◆ **Task item**
Your answer must be every line of the data that holds the string "below".

◆ **Records supplied**

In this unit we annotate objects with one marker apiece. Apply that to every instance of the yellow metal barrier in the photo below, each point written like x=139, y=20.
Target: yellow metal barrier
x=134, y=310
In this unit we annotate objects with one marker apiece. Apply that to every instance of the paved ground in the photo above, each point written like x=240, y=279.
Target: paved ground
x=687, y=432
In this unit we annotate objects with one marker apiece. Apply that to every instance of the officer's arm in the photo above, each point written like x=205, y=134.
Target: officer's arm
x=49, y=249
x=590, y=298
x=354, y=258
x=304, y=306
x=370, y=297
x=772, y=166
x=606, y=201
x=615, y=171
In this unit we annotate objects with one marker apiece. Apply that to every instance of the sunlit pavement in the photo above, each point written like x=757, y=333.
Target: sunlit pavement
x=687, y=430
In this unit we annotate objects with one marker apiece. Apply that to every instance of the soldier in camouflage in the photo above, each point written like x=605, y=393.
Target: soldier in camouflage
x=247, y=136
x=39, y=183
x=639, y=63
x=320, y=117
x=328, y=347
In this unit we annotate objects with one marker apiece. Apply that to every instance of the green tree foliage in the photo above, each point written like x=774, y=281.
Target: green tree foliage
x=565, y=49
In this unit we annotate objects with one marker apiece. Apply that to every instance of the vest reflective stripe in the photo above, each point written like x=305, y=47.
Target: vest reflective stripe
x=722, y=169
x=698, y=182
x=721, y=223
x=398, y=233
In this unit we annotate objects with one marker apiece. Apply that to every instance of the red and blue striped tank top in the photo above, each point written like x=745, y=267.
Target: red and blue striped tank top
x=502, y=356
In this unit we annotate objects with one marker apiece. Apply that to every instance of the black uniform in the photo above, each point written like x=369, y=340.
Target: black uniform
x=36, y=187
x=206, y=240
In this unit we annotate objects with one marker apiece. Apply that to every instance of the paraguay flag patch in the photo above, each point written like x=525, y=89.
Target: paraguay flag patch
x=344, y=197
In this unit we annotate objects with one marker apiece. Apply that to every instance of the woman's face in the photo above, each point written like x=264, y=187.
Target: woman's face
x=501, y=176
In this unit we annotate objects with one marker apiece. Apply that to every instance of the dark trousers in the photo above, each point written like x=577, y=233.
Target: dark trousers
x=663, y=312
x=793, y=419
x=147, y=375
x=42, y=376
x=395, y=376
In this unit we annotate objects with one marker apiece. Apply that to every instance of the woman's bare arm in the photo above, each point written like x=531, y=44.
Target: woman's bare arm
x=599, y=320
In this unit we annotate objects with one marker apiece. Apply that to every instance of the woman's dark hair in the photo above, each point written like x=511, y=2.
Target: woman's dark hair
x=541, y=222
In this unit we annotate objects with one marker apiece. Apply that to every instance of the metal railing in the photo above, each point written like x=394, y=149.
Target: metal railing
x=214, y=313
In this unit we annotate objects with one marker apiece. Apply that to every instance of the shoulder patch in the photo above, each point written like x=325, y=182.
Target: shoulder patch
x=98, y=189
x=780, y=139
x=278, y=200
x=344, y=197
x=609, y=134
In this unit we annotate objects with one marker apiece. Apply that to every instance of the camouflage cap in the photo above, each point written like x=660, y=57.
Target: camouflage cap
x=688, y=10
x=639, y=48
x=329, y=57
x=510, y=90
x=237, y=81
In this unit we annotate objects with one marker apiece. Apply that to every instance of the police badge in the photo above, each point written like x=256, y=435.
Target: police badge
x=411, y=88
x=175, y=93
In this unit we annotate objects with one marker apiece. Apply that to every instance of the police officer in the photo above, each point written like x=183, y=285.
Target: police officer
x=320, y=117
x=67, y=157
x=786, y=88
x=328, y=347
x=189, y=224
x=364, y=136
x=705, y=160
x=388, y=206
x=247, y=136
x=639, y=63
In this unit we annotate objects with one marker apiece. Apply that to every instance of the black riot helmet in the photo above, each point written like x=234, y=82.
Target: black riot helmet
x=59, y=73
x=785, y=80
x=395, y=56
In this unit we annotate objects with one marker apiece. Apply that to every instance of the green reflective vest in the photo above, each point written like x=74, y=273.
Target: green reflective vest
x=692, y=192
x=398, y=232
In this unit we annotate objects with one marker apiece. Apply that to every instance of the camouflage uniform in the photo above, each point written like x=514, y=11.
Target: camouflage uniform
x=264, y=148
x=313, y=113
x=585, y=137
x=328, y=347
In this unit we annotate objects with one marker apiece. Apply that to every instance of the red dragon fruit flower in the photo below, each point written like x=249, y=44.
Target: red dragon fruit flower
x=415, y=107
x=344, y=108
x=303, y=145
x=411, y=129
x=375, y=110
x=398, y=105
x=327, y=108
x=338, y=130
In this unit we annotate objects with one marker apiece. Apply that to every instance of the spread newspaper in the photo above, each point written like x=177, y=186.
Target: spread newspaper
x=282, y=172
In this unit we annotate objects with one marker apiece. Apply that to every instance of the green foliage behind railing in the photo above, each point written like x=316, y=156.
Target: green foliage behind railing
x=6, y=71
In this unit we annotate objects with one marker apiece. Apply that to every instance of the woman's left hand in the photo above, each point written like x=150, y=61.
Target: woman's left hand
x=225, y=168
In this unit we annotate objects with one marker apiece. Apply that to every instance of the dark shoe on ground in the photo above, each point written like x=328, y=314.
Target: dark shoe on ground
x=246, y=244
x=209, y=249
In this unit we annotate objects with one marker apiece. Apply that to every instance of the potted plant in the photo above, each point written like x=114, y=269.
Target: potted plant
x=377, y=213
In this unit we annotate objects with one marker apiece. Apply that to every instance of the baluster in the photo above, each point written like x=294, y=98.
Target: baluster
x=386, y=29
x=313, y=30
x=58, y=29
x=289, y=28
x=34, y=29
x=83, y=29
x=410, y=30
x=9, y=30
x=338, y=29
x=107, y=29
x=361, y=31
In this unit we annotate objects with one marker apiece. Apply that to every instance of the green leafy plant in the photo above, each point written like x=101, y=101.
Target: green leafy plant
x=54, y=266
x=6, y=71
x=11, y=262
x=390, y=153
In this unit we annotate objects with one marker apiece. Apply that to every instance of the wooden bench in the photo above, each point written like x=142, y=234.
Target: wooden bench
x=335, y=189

◆ **Result of the exercise**
In this unit we annotate objects with one marker apiece. Apply that to every instance of the yellow metal barrier in the photo below, each point written like x=139, y=20.
In this unit we annotate objects with one marker apiece. Apply that to every instance of the red dragon fruit flower in the photo below, each point written like x=249, y=44.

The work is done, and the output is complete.